— Start of DOCUMENT SECTION —
Immigration is one of the most divisive and emotionally-charged topics in the UK today. Any attempt at reasoned debate is often met with hostility, abuse and accusations of racism from those who seek to shut down discussion.

The Comment That Sparked This Post

I recently received a critical comment on my YouTube channel from a lady called Celia, who took offence at my video discussing immigration. She accused me of being a “wannabe amateur politician” trying to fill the vacuum left by Nigel Farage and Tommy Robinson.

While I welcomed Celia’s differing viewpoint, her hostility highlights the inability of many to tolerate other perspectives on immigration. Rather than engage in constructive debate, they attack the speaker’s character and motives.

 

 

The Scale of Immigration Since 1997 Has Been Unprecedented

It’s undeniable that immigration to the UK has reached record levels over the past few decades. When Tony Blair’s government swept to power in 1997, one of their first acts was to open the floodgates to mass immigration.

Blair could have eased restrictions gradually to allow society time to adapt. Instead, he sprang the policy on an unprepared nation almost overnight. Consequently, the UK has absorbed around 8 million immigrants since 1997.

Such rapid demographic change has placed public services under intolerable strain in many communities. Access to GPs, dentists, school places and other resources has become severely restricted due to excessive demand.

The Disproportionate Impacts On Some Areas

Celia may reside in an affluent neighbourhood untouched by mass immigration. But for millions of Britons, their day-to-day lives have been radically transformed, often without consent.

Many children now attend schools where English is a second language. Public spaces echo with foreign tongues. Local culture and customs have been displaced in some districts by those of newcomers.

It’s easy to dismiss these concerns when your own community has been shielded from the massive influx.

Our Leaders Are In Denial

Celia accused me of exploiting public anxiety about immigration with populist rhetoric. But leaders still refuse to acknowledge legitimate public unease.

They extol the economic benefits of mass immigration, while ignoring its social costs. They smear opponents as racists, bigots and xenophobes. They arrogantly lecture Britons that diversity is strength, denying any downsides.

With mainstream politicians living in denial, many voters feel disenfranchised and powerless. This has fuelled support for protest parties like UKIP.

Europe Too Is Buckling Under The Strain

The UK is not alone in struggling to cope with mass inflows. Germany, France and other EU nations are now tightening borders and deporting illegal immigrants.

Italy seethes with anger as 18,000 migrants amass on Lampedusa, while the EU breaches its own rules on burden-sharing. The Schengen zone is on the brink of collapse.

European leaders belatedly realise the EU’s open borders are unsustainable. But their voters’ patience has run out.

Dismissing Critics As Racist Stifles Honest Debate

By accusing immigration sceptics like myself of racism or xenophobia, critics seek to close down discussion entirely.
— End of DOCUMENT SECTION —
DIRECTION 1:
Answer these questions about the immigration post:
(a) What is the name of the person whose comment prompted the post?
(b) Roughly how many immigrants does the post say the UK has absorbed since 1997?
(c) How many migrants does the post say are amassing on Lampedusa?
DIRECTION 2: Reproduce the records exactly, beginning with their first line and continuing through the line that contains "point(650, 580)".
— Start of INPUT DATA —
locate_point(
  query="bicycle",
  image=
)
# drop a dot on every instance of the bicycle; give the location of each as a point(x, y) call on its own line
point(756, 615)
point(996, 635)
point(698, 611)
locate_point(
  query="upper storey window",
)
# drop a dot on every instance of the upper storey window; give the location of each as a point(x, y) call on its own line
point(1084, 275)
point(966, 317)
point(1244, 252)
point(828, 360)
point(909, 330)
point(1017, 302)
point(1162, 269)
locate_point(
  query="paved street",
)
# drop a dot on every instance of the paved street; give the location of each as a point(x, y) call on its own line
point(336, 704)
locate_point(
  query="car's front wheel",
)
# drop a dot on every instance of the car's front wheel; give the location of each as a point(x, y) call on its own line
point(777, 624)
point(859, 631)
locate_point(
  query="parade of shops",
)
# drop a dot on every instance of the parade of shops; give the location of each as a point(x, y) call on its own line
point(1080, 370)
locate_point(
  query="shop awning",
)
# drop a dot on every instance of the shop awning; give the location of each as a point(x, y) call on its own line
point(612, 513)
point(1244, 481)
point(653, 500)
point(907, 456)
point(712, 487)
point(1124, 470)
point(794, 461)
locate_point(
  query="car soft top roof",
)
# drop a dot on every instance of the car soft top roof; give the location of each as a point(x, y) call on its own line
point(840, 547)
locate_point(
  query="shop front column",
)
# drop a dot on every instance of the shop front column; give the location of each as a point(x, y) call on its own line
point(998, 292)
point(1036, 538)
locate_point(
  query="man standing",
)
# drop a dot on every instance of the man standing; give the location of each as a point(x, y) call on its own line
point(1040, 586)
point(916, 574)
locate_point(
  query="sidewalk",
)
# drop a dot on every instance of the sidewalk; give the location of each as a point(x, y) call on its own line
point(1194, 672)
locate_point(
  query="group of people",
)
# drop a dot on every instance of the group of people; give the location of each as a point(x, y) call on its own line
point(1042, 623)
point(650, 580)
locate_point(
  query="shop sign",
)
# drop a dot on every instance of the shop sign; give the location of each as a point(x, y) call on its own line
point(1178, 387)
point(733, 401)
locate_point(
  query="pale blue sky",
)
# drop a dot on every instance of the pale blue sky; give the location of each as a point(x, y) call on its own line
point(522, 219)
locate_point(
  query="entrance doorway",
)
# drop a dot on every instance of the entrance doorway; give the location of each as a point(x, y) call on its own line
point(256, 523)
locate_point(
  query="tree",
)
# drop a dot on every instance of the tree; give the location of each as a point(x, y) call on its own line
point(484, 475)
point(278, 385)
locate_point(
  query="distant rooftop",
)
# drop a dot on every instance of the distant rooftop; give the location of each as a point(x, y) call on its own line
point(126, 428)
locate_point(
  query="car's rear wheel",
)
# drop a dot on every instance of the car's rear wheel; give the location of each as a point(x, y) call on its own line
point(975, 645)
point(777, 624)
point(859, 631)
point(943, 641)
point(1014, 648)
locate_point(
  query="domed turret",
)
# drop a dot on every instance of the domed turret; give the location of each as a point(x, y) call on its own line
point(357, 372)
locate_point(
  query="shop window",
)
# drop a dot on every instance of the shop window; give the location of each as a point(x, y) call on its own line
— End of INPUT DATA —
SOLUTION 1:
(a) Celia
(b) Around 8 million
(c) 18,000

SOLUTION 2:
locate_point(
  query="bicycle",
  image=
)
# drop a dot on every instance of the bicycle; give the location of each as a point(x, y) call on its own line
point(756, 615)
point(996, 635)
point(698, 611)
locate_point(
  query="upper storey window",
)
# drop a dot on every instance of the upper storey window; give the location of each as a point(x, y) call on its own line
point(1084, 275)
point(966, 317)
point(1244, 252)
point(828, 360)
point(909, 330)
point(1017, 302)
point(1162, 269)
locate_point(
  query="paved street",
)
# drop a dot on every instance of the paved street; give the location of each as a point(x, y) call on its own line
point(336, 704)
locate_point(
  query="car's front wheel",
)
# drop a dot on every instance of the car's front wheel; give the location of each as a point(x, y) call on its own line
point(777, 624)
point(859, 631)
locate_point(
  query="parade of shops",
)
# drop a dot on every instance of the parade of shops; give the location of each as a point(x, y) call on its own line
point(1080, 370)
locate_point(
  query="shop awning",
)
# drop a dot on every instance of the shop awning; give the location of each as a point(x, y) call on its own line
point(612, 513)
point(1244, 481)
point(653, 500)
point(907, 456)
point(712, 487)
point(1124, 470)
point(794, 461)
locate_point(
  query="car soft top roof",
)
# drop a dot on every instance of the car soft top roof; give the location of each as a point(x, y) call on its own line
point(840, 547)
locate_point(
  query="shop front column",
)
# drop a dot on every instance of the shop front column; give the location of each as a point(x, y) call on its own line
point(998, 292)
point(1036, 538)
locate_point(
  query="man standing",
)
# drop a dot on every instance of the man standing; give the location of each as a point(x, y) call on its own line
point(1040, 586)
point(916, 574)
locate_point(
  query="sidewalk",
)
# drop a dot on every instance of the sidewalk; give the location of each as a point(x, y) call on its own line
point(1194, 672)
locate_point(
  query="group of people",
)
# drop a dot on every instance of the group of people; give the location of each as a point(x, y) call on its own line
point(1042, 623)
point(650, 580)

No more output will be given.